Your assignment:
Please answer these questions about the essay on Acharya M. Hiriyanna.
(a) In which volumes does the essay say the best profile of Hiriyanna appeared?
(b) What English title does the essay give for Aardrajyothi?
(c) Which direct disciple of Hiriyanna is described as a renowned Kannada poet?

Acharya M Hiriyanna: The Joyous Radiance of Sanatana Erudition and Scholarship

A profile and humble tribute to Acharya Mysore Hiriyanna, one of the pristine scholars of Sanatana philosophy and aesthetics
Acharya M Hiriyanna: The Joyous Radiance of Sanatana Erudition and Scholarship
Published on
10 min read

This essay is an exercise in conscious arrogance because it dares to tread in the path enlightened by a galaxy of giants including but not limited to D.V. Gundappa, Dr. V. Raghavan, Prof K. Krishnamurthy, Shri A.R. Krishna Sastri, T.N. Sreekantaiah (Ti.Nam.Sri), and in our own time, Acharya S.R. Ramaswamy and Shatavadhani Dr. R. Ganesh.

On the other hand, this essay is also a modest attempt at a tribute to this great contemporary sage of Indian philosophy out of a feeling of devotion and reverence, emotions which need no qualification.

Arguably, the best profile of Acharya M. Hiriyanna has flowed from the flawless pen of D.V. Gundappa in his Jnapakachitrashale volumes. DVG not only had the fortune of personally interacting with Acharya Hiriyanna but in his characteristic fashion, captured the finest, truest and sweetest essence of this scholar-philosopher in the fashion, style and beauty that only he had mastered. And Shatavadhani Dr. Ganesh continued the same legacy in his brilliant and aptly-titled work, Aardrajyothi (Soft Luminance), a Kannada biography of Acharya Hiriyanna.

Any mention of Acharya M. Hiriyanna’s glorious legacy will be incomplete and unjust if it examines only some or a few facets. His contribution and bequest is akin to Sanatana Dharma: a unified whole, indivisible and all-encompassing. Acharya Hiriyanna remains one of those rare scholars whose life, work, scholarship and personality are akin to the light reflected by a prism no matter from which perspective you look at it. One perspective is that of the legions of his students who not only trod in his path but reserved nothing but unalloyed reverence towards this great Acharya. Of the countless tributes he earned, here are just two.

Sthitaprajna

The first is by his direct disciple, the renowned Kannada poet Sri P.T. Narasimhacharya (Pu.Ti.Na), who provides a very reverential picture of his Guru.

Guru Hiriyanna was a Sthitaprajna in every sense of the term. He exhibited the quality of an Abhijatapurusha—one who gives his gifts in such a way that none except the donor knows it; in whom fortune does not breed arrogance; and who is intensely devoted to learning. To me, Guru Hiriyanna is an ideal Indian, rooted in his own culture; he did not allow western thought and culture to destroy his identity as an Indian.

The second is by another equally brilliant student, N. Shivarama Sastry who paints an evocative portrait of his Guru.

By nature modest…he withdrew into himself so completely that he lived a life to which he gave his all, but from which he would himself ask for nothing. Devoted almost entirely to his studies and shunning publicity, he lived a life of seclusion in a strange world of spiritual hush and always spoke in a soft, subdued voice as if noise would break the charm of it. He worked always…silently and alone…He did not seek recognition and felt embarrassed when it came.

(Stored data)
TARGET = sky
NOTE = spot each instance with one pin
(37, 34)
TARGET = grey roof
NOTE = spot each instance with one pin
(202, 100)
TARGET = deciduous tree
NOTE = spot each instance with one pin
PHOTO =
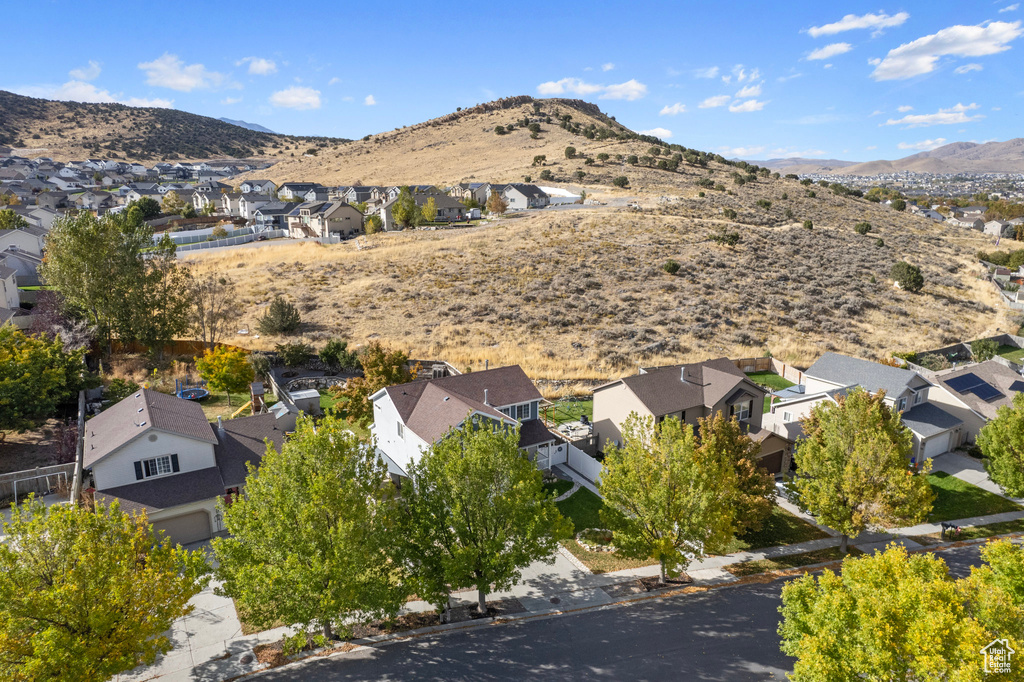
(88, 593)
(1001, 441)
(854, 465)
(310, 541)
(226, 370)
(477, 514)
(664, 498)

Solution to this exercise:
(a) D.V. Gundappa's Jnapakachitrashale volumes
(b) Soft Luminance
(c) Sri P.T. Narasimhacharya (Pu.Ti.Na)